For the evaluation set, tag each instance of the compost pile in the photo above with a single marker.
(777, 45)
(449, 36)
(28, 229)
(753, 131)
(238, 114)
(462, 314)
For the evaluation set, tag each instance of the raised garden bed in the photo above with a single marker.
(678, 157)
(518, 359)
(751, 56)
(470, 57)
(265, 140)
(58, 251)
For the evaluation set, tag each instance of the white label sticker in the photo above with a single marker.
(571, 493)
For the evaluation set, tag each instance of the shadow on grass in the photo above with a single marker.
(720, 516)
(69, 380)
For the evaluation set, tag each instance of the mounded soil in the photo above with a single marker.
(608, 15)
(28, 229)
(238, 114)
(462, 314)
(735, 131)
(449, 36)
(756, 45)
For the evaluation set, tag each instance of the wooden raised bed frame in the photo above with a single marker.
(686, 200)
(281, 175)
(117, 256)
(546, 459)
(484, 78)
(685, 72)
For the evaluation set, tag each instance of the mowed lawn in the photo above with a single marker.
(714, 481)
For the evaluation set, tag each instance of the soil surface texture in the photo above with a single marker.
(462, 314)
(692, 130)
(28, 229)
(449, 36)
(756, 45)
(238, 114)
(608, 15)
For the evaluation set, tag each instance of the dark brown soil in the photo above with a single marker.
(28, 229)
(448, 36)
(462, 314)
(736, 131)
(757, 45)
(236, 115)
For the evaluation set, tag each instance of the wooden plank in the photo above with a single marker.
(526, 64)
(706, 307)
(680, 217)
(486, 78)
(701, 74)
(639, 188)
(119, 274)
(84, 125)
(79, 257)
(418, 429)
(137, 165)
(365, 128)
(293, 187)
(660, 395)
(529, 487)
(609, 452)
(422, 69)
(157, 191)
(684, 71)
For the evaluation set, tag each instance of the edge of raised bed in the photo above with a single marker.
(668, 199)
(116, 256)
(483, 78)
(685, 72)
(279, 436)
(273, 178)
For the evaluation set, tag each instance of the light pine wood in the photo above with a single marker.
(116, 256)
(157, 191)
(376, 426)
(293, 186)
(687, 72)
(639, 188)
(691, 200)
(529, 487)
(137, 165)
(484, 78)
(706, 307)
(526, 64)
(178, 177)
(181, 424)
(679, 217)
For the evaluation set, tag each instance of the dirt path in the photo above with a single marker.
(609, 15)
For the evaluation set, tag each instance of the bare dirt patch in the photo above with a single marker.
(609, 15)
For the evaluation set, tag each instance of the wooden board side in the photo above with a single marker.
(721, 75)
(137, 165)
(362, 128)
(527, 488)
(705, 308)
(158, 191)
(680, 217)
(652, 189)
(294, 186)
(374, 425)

··········

Given task:
Copy out every line above word for word.

Problem solution:
For the evaluation set, tag each instance of the compost pile in the photo above with a single marker.
(777, 45)
(449, 36)
(28, 229)
(753, 131)
(238, 114)
(462, 314)
For the evaluation set, tag each instance of the raised garden bed in the photo above with a single marker.
(678, 157)
(518, 359)
(751, 56)
(470, 57)
(265, 140)
(58, 251)
For the evaluation set, tag each instance of the white label sticker in the photo above with a single marker.
(571, 493)
For the evaluation set, tag each instance of the shadow on grass in the photo above with a single marker.
(720, 516)
(69, 380)
For the evaluation set, tag each instance of the mounded soil in the photo above with a single marker.
(608, 15)
(28, 229)
(238, 114)
(462, 314)
(735, 131)
(449, 36)
(756, 45)
For the evaluation set, tag each instance of the wooden raised bed frame in the photo above with a single marker.
(686, 200)
(281, 175)
(117, 256)
(546, 459)
(484, 78)
(685, 72)
For the evaluation set, tag each instance of the mowed lawn in the photo above with a single marker.
(714, 481)
For the evaluation set, tag each instance of the soil surface texture in the photo above with a single marker.
(462, 314)
(692, 130)
(28, 229)
(449, 36)
(756, 45)
(238, 114)
(608, 15)
For the evaluation set, tag each instance of the dark brown soil in the photo above with a single marker.
(28, 229)
(448, 36)
(462, 314)
(736, 131)
(757, 45)
(236, 115)
For the evaluation set, tag each instance of the wooden plank in the photo above with a single marker.
(526, 64)
(706, 307)
(680, 217)
(486, 78)
(701, 74)
(639, 188)
(119, 274)
(84, 125)
(79, 257)
(418, 429)
(137, 165)
(365, 128)
(293, 187)
(660, 395)
(529, 487)
(609, 452)
(422, 69)
(157, 191)
(684, 71)
For the evaluation set, tag each instance of the edge of raised bed in the photo above with a single marker.
(668, 199)
(116, 256)
(483, 78)
(685, 72)
(279, 436)
(273, 178)
For the evaluation set, tag each instance of the light pine wood in the photo above with a single marker.
(116, 256)
(157, 191)
(376, 426)
(293, 186)
(687, 72)
(639, 188)
(691, 200)
(529, 487)
(137, 165)
(484, 78)
(706, 307)
(526, 64)
(178, 177)
(181, 424)
(679, 217)
For the evaluation set, tag each instance of the dirt path in the photo above with a single marker.
(609, 15)
For the evaluation set, tag each instance of the bare dirt patch in the photo above with a single marker.
(609, 15)
For the evaluation set, tag each instance of the wooden board side in the photo above with a single marker.
(721, 75)
(137, 165)
(362, 128)
(527, 488)
(705, 308)
(158, 191)
(680, 217)
(652, 189)
(294, 186)
(374, 425)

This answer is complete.